SOURCE>
In practice, both of these instances (or their configuration) should be wrapped as part of the declearn.main.config.FLOptimConfig that would be provided at instantiation to the server-side declearn.main.FederatedServer instance used for orchestrating the federated learning process.

For more details on how the paired modules exchange information, see the section on auxiliary variables below.

Interface a TensorFlow or Torch Optimizer

In general, we strongly advise end-users to make use of the Declearn-specific optimizer plug-ins, whether provided as part of Declearn or written as part of your use-case code or a third-party extension library. There might however be cases where one really wants to use a specific optimizer written using the framework-specific API of TensorFlow or Torch, e.g. because it is a very specific, experimental and/or complex algorithm that is either too hard or not mature enough to be worth the effort re-implementing using the Declearn syntax. In that case, you may use a Declearn-provided interface to wrap that framework-specific object into an OptiModule plug-in instance.

Note that in both cases, the learning rate defined as part of the TensorFlow or Torch optimizer will be overridden in favor of that defined by the Declearn optimizer into which it is being plugged.

Here is an example code snippet in Torch:

import declearn
import declearn.model.torch
import torch


plugin = declearn.model.torch.TorchOptiModule(
    torch.optim.RAdam,  # note that this is a type, not an instance
    # you may pass any RAdam instantiation kwargs here
)

optim = declearn.optimizer.Optimizer(
    lrate=0.001,
    modules=[plugin],
)

And here is an example code snippet in TensorFlow:

import declearn
import declearn.model.tensorflow
import tensorflow as tf


tf_opt = tf.optimizers.Nadam()
plugin = declearn.model.tensorflow.TensorFlowOptiModule(tf_opt)

optim = declearn.optimizer.Optimizer(
    lrate=0.001,
    modules=[plugin],
)

Integration in the Declearn Federated Learning process

In Declearn, the Federated Learning optimization problem is formalized as follows:

An orchestrating server is in charge of learning a set of model parameters \(\theta\) using gradient descent, based on data that is distributed among an ensemble of clients, each of which holds a dataset \(\mathcal{D}_i\).
At each training round:
- (a subset of) the clients receive the current model weights \(\theta^{(t)}\), and perform a number of stochastic gradient descent steps based on their dataset, that result in \(K_i\) local weights updates:
  - \(\theta_i^{(t, k + 1)} = \theta^{(t, k)} - client\_opt(\theta_i^{(t, k)}, \nabla\theta_i^{(t, k)}(B_{i, k}))\).
- the server collects the resulting local models \(\theta_i^{t + 1}\), performs an aggregation into a single set of weights, and then conducts an optimization step, using these aggregated weights as a proxy to the actual gradients of the model:
  - \(\hat{\nabla}\theta^{(t)}(\cup_i \mathcal{D}_i) = aggregator(\{\theta_i^{(t + 1)}\}_i)\)
  - \(\theta^{(t+1)} = \theta^{(t)} - server\_opt(\theta^{(t)}, \hat{\nabla}\theta^{(t)}(\cup_i \mathcal{D}_i))\)

RECORD LIST>
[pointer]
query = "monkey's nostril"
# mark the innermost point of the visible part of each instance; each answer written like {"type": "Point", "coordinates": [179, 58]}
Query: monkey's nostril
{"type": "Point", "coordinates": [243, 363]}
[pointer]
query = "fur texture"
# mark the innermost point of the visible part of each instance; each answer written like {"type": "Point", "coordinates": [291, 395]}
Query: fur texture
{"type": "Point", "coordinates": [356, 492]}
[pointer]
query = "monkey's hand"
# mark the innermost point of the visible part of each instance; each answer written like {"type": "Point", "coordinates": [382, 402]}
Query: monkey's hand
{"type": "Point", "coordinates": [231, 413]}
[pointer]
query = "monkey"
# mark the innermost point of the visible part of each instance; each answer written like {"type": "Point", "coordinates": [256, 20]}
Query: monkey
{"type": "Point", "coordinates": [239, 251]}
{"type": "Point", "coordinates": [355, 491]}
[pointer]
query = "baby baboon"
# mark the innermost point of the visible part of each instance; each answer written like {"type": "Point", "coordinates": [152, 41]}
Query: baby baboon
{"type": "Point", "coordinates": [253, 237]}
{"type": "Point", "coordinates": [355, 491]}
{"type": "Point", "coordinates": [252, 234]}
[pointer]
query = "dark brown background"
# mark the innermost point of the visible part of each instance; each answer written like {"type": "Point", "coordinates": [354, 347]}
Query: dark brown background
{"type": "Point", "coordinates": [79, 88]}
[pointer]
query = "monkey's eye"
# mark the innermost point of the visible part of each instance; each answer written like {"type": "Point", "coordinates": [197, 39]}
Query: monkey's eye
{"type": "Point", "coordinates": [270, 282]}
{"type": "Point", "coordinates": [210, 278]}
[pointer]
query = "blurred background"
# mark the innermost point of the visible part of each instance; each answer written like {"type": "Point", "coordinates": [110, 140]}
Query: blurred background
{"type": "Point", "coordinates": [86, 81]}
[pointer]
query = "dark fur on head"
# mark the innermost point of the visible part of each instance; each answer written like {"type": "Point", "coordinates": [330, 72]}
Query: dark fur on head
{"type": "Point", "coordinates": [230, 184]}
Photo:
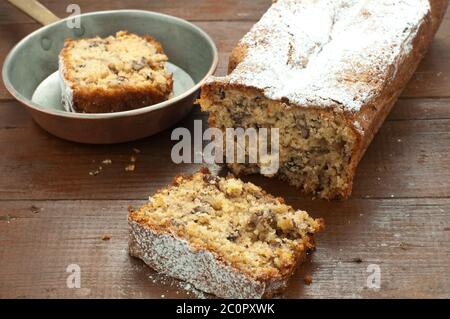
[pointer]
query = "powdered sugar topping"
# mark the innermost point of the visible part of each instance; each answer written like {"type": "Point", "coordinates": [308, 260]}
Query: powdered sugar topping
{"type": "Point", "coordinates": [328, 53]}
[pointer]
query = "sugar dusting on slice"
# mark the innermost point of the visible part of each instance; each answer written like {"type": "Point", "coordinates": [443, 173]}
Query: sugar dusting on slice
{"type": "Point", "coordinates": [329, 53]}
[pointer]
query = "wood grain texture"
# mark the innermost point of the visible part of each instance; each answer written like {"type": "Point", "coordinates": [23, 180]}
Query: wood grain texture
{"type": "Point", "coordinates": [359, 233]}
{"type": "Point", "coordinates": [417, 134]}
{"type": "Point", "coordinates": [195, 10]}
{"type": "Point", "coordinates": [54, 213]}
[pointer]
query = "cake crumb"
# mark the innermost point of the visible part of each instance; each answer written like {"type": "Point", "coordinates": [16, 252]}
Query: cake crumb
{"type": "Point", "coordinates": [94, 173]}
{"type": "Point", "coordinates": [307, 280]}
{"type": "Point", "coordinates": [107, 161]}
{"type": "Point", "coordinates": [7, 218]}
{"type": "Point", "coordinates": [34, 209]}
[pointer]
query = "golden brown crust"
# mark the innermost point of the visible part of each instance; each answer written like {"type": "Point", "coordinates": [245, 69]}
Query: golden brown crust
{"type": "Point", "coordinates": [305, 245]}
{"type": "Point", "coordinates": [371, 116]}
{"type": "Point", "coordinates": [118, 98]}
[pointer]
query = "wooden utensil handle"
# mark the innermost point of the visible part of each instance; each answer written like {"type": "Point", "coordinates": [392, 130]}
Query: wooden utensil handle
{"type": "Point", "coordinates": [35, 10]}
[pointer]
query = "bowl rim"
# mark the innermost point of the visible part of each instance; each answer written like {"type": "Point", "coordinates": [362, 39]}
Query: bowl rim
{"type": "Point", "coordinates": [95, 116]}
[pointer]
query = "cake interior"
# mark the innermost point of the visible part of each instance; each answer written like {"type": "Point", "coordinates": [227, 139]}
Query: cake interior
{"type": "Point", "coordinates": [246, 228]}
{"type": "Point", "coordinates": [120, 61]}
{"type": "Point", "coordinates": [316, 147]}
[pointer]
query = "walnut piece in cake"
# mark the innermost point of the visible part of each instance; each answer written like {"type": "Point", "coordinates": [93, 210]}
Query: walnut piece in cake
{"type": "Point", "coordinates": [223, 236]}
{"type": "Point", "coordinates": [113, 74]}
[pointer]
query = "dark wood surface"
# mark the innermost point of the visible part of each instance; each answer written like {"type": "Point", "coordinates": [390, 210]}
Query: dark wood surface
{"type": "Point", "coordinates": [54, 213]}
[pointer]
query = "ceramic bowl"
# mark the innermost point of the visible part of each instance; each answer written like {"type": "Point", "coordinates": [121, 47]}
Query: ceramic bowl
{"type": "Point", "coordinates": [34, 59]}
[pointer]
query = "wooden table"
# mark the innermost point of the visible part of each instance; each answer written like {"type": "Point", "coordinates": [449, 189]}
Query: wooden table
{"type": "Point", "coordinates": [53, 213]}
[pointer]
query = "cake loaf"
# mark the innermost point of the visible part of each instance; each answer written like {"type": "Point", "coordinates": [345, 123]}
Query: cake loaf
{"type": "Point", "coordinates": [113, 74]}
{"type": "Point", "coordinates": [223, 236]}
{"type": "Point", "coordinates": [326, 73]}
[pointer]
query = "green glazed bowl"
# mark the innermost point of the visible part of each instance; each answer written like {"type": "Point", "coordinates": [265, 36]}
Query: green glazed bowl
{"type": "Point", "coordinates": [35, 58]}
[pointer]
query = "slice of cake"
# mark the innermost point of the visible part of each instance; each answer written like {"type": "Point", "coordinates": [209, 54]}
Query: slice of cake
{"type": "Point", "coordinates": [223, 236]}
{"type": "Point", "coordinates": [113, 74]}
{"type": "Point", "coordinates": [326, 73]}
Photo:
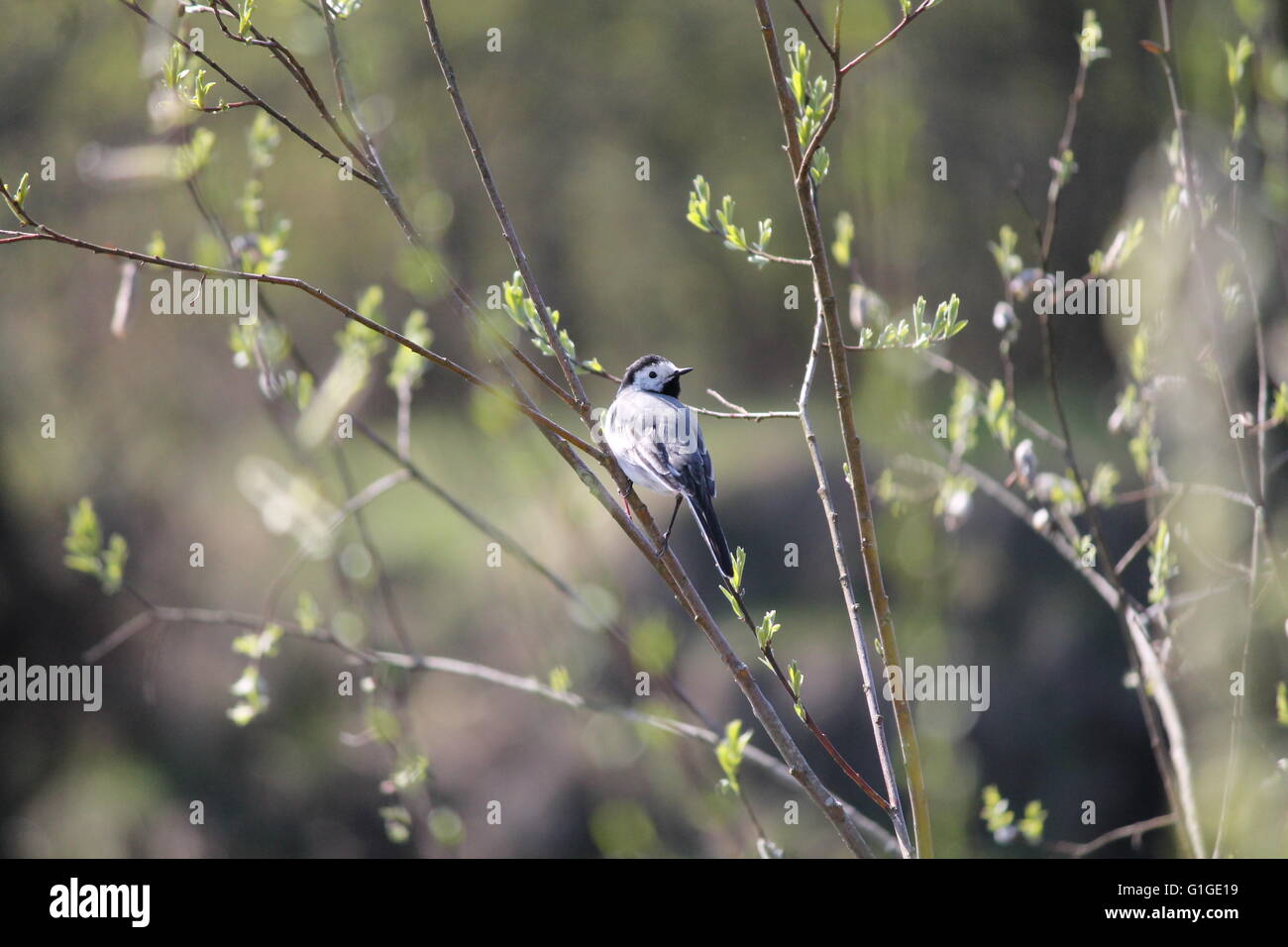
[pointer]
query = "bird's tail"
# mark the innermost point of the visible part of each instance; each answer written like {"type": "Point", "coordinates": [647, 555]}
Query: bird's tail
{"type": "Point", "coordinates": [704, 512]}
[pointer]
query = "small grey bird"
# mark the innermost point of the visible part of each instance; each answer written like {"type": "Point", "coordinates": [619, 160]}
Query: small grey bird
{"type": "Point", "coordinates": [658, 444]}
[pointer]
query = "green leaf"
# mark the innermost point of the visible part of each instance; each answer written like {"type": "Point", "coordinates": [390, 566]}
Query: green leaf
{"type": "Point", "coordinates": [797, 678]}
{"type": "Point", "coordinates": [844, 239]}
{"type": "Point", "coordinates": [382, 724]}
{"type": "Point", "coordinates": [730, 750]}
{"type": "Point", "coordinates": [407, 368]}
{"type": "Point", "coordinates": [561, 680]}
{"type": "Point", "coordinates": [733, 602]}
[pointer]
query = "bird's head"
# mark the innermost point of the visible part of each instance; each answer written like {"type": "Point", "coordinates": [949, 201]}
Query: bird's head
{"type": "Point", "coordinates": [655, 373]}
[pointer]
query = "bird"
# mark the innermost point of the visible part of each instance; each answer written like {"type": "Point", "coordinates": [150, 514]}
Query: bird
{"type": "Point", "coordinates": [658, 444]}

--

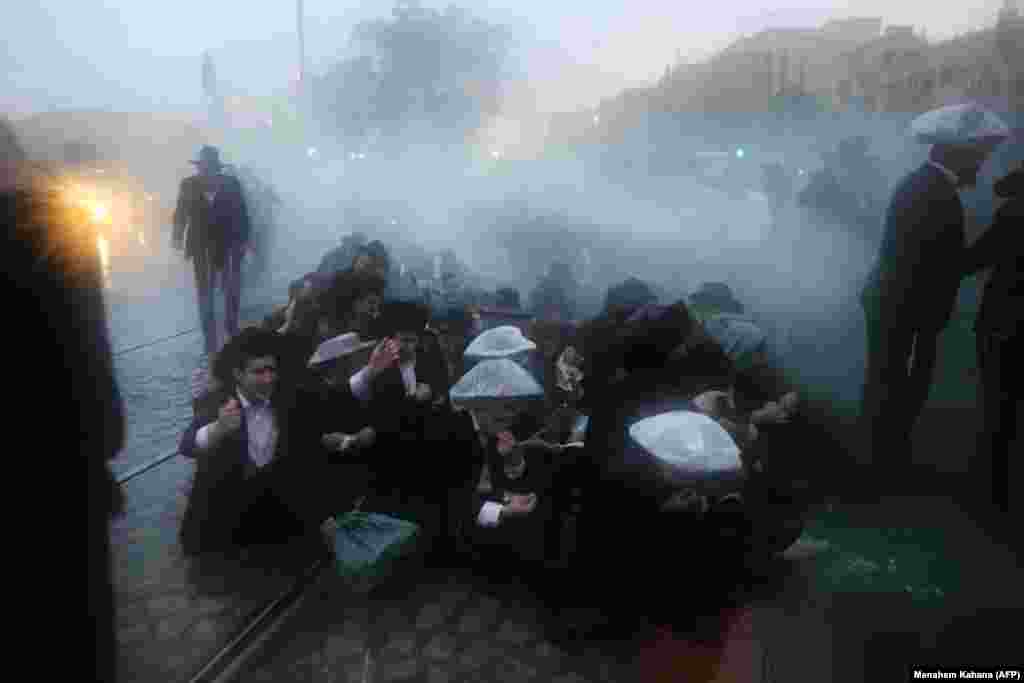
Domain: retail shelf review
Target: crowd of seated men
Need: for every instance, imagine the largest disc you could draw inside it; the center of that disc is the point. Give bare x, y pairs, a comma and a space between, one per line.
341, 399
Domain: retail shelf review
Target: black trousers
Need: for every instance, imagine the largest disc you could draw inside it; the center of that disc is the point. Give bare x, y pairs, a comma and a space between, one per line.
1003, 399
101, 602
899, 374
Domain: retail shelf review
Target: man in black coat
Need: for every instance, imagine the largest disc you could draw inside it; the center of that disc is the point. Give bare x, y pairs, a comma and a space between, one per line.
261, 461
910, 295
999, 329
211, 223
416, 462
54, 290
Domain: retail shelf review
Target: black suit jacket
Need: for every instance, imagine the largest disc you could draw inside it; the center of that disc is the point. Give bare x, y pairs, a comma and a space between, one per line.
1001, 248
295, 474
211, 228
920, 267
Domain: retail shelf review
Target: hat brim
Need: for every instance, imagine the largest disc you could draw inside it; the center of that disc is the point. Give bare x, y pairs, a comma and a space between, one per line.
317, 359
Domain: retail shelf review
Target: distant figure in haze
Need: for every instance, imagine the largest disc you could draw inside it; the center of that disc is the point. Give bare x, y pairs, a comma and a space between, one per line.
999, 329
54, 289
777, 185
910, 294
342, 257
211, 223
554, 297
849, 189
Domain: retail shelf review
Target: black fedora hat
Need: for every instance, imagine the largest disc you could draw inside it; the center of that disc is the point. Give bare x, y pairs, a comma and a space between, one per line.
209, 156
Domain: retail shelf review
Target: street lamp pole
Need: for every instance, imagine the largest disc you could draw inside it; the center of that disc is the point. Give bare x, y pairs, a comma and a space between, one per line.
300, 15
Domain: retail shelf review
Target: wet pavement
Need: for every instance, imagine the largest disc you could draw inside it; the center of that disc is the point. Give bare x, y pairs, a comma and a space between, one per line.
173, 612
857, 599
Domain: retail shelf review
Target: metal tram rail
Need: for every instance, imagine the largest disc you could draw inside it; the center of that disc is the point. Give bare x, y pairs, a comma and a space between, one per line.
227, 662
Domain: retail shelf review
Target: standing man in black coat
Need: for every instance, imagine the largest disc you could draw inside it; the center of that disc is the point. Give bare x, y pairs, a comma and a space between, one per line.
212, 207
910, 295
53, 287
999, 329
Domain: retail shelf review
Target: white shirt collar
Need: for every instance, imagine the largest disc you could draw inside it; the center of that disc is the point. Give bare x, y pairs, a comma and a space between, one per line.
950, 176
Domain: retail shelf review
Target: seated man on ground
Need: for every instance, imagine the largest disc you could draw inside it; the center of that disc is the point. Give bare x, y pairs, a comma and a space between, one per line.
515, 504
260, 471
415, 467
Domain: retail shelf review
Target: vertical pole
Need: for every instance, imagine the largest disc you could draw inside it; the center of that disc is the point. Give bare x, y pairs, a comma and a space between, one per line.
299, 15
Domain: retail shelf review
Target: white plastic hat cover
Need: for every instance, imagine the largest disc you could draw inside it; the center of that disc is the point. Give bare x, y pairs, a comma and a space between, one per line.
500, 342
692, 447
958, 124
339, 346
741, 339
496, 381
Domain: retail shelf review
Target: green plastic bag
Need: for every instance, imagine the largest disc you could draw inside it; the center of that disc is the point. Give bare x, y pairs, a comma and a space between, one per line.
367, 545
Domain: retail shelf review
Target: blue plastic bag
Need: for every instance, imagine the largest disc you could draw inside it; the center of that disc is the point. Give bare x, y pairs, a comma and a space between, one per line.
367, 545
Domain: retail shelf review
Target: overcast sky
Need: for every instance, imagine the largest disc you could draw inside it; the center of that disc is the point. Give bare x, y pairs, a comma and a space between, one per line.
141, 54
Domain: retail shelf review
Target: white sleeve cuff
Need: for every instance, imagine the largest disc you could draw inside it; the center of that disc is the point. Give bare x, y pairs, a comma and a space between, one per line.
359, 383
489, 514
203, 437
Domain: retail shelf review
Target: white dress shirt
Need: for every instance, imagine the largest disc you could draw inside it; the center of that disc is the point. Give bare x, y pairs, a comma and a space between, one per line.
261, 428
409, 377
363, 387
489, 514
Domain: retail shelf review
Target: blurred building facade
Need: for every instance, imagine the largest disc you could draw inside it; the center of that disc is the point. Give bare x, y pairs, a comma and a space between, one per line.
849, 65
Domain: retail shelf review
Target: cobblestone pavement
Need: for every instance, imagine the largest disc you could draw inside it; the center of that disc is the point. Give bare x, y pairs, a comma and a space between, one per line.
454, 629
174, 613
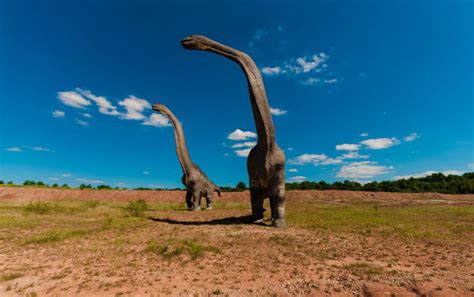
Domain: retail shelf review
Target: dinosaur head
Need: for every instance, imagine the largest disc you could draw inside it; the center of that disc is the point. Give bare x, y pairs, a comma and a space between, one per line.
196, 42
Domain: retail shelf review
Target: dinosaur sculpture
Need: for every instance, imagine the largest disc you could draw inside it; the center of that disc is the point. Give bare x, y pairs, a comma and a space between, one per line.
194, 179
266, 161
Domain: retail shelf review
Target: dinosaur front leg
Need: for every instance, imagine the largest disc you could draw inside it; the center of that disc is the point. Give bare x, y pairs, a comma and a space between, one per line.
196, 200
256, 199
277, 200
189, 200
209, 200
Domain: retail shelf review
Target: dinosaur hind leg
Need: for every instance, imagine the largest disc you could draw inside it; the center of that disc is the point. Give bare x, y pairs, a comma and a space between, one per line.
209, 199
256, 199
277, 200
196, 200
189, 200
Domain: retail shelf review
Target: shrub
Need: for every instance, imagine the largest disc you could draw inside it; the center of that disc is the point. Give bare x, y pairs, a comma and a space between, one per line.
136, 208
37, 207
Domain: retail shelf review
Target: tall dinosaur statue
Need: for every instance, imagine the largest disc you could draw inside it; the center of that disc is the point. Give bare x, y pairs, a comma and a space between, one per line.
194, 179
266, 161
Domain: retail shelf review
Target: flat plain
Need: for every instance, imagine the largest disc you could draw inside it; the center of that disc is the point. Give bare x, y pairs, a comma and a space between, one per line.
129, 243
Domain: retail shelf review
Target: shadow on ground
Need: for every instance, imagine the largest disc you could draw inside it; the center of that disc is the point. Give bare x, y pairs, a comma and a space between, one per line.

PARTS OF THE EXERCISE>
a - In the Declearn optimizer documentation, what happens to the learning rate set in a wrapped TensorFlow or Torch optimizer?
b - Pick up the Declearn optimizer documentation after its last equation and carry it forward.
The material is separate from the Declearn optimizer documentation.

RESULTS FOR EACH TASK>
a - It is overridden by the learning rate defined by the Declearn optimizer into which it is plugged.

b -
As such, a federated optimzation comprises three structural components:

An Aggregator, that defines how client-wise model updates are combined into the approximate gradients of the global model. In vanilla FedAvg, client-wise updates are averaged, with optional weighting based on the number of steps taken by the clients.
A client-side Optimizer, that defines the algorithm used to conduct local stochastic gradient descent steps. In vanilla FedAvg, this is a vanilla SGD optimizer with a given learning rate.
A server-side Optimizer, that defines how the aggregated weights are transformed into updates to the global model at the end of the round. In vanilla FedAvg, the model is replaced with the average of client-wise new ones; this is equivalent to using a vanilla SGD optimzier with a 1.0 learning rate.

In addition to these components, a number of additional hyper-parameters may intervene, such as the number of training rounds, the number of training steps per round (which may be defined in number of steps, number of epochs or even in training duration), or the clients-selection strategy (something which is yet to be extended in Declearn).

In Declearn, we use the following configuration-specification tools to set up the federated optimization algorithm, which is entirely defined by the server and applied by its clients:

FLOptimConfig defines the aggregator, client-side optimizer and server-side one.
FLRunConfig defines other hyper-parameters, such as the number of rounds and their effort constraints.

If you are not using our orchestration classes, bearing in mind the way how we have structured and formalized federated learning should be helpful in using properly our Optimizer (and optionally Aggregator) APIs as part of your own processing flow.

Advanced topics

`OptiModule` auxiliary variables

What are auxiliary variables?

In most cases, optimization is merely a function of a model's weights, its gradients based on some inputs, some hyper-parameters and some local state variables. In federated learning however, some algorithms require the use of state variables or hyper-parameters that may change through time co-dependently between clients. An example is the Scaffold algorithm, that requires each and every client to apply a specific correction term to their local gradients, that is updated based on both local computations and a shared state that depends on the aggregation of client-wise statistics.

Declearn introduces the notion of "auxiliary variables" to cover such cases:

Each and every OptiModule subclass may define a pair of routines to emit and receive such variables, which are structured information of any nature. This is done by implementing the collect_aux_var and process_aux_var API-defined methods.
When needed, a pair of server-side and client-side modules may be implemented and made to exchange their auxiliary variables with each other. This is done by having these paired subclasses share the same (unique) aux_name string class attribute.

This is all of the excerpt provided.